Source document:
----
Well, we are now deep in the middle of Valentine’s Day weekend—Presidents’ Day, if you want to get technical, but who spends the greater part of this weekend focused on Presidents?
Those of us who had the brilliant idea of arranging their marriage to coincide with Valentine’s Day may have, at one point, patted ourselves on the back for the two-fer maneuver—until we tried to escape town for subsequent re-enactments of the occasion. Anniversary trips on this three day weekend don’t come cheap. Nor secluded.
No romantic getaway for us, this weekend. We’ve postponed our good intentions for a more convenient time when we can really wander the shoreline in seclusion somewhere. We settled for dinner in town, dessert and coffee at home and a nice quiet evening. A beautiful bouquet of roses will do as much to remind us of our special weekend as would any out-of-town extravaganza.
And one more thing: we did exchange gifts.
While I am so grateful for the gift I received this weekend, I did have to laugh at the thought of it. I’ve heard people talk about “golf widows”—those poor women left all alone while their husbands, consumed with the game, play just one more round. Again.
I suppose the same could be said for women left behind while their husbands go on extended hunting trips in Wyoming, or Alaska. Or, forget that—how about big game in Africa?
But I never gave that dynamic any thought until my husband—the one called upon to serve as emcee for our genealogical society’s annual dinner event—got on a roll with some of his genealogy husband jokes. Judging from the guffaws coming from his audience, he had plenty of company in his genealogical martyrdom.
Granted, I do spend a lot of time on my research. There is so much yet to do. Not that I have this mandate to get back to Adam or anything. But there is always just a little bit more to find. A little bit more to read. A little bit more…
It never dawned on me that there might be such a thing as a genealogy widower. When it comes right down to it, though, I have to admit I’m smitten: I’ve been bitten by the genealogy bug. And my genealogy-widower husband found just the perfect way to say, “I love you.” He bought me a book. A genealogy book.
----
Provided data:
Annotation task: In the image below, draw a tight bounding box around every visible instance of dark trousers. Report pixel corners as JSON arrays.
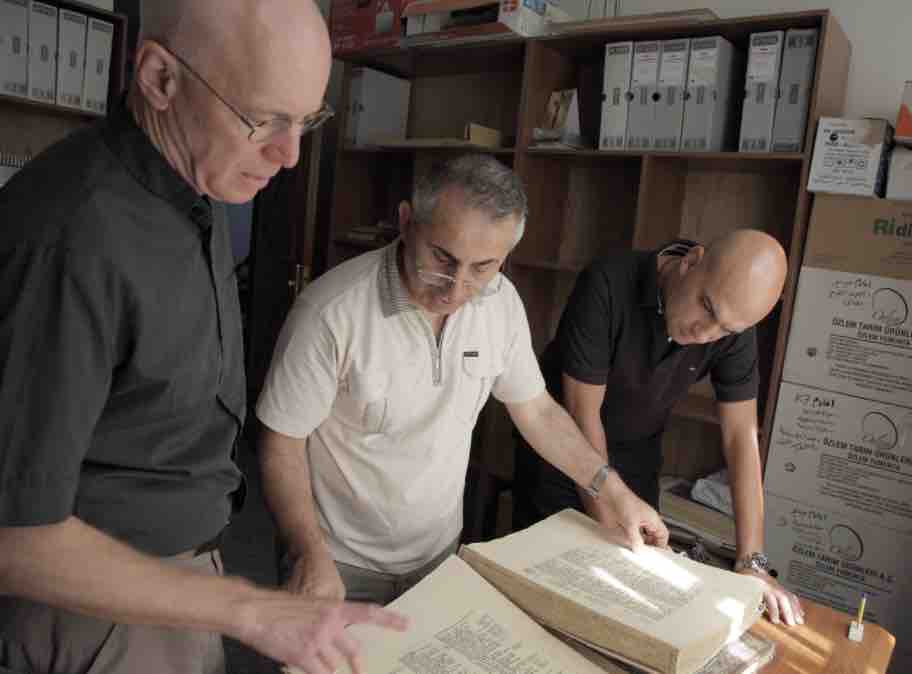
----
What to produce: Carry on the post about the anniversary weekend from its last sentence. The data has no connection to the post about the anniversary weekend.

Result:
Not just any book, mind you. My husband was perceptive in isolating the perfect specimen. A while back, when I began this current pursuit of my Broyles line—the one inter-marrying with the Taliaferro family—I had discovered a volume originally published in 1913. Written by Richard Wright Simpson—actually, a distant relative of mine—it is a volume of just the right blend of local history and genealogy.
The book, History of Old Pendleton District, provides a narrative of the early days of what now spans both Pendleton and Anderson counties in South Carolina. While I could obtain the text via digitized versions on sites such as Internet Archive, I was glad to see the book is still available—albeit in reprint format—for sale now. While I’m ecstatic about what can be accessed online, thanks to the push to preserve these old tokens of our heritage, there is nothing like holding a book in your hands, settling into a cozy chair, and reading.
The Love of My Life knows that. He can identify with that. There is nothing like a book. Both of us have large collections of publications on our favorite topics. Though he may not be keen on the many hours of research I’ve put in—he is, after all, a genealogy widower, himself—he does reap some of the benefits in the fascinating details I’ve been able to unearth about a few branches of his own family. And, to his credit, he is a very patient man.
And discerning. After all, how many husbands bought their wives a gift like that for their Valentine’s weekend?!